INSTRUCTION >> Extract each line from the rows below that contains the string "handle".

Stored data entries

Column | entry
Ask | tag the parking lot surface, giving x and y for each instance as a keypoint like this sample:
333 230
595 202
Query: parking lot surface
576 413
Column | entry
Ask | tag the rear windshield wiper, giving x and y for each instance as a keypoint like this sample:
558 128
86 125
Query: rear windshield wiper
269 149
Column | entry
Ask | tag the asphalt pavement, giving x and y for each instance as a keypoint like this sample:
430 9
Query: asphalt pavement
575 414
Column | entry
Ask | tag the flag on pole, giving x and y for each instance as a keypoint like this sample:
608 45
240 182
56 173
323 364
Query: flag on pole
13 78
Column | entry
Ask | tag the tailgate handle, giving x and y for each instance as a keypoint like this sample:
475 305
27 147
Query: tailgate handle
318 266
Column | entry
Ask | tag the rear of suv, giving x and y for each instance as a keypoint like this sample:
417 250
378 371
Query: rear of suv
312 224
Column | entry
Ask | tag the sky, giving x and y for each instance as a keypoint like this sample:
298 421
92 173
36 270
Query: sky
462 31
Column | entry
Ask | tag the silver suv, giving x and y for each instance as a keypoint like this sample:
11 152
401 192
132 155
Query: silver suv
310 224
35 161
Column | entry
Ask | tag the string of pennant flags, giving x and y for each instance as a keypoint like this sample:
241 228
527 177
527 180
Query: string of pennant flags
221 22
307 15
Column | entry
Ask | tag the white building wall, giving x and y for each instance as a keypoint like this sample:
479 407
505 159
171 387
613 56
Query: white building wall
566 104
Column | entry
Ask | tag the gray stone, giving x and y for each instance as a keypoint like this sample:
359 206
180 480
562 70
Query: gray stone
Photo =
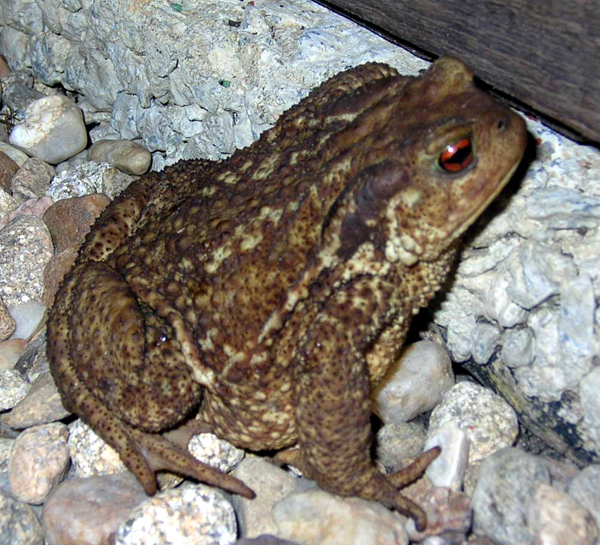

SOLUTION TO THE PROBLEM >>
Ask | tag the tailgate handle, giving x and y for each instance as a keypoint like this sample:
Query: tailgate handle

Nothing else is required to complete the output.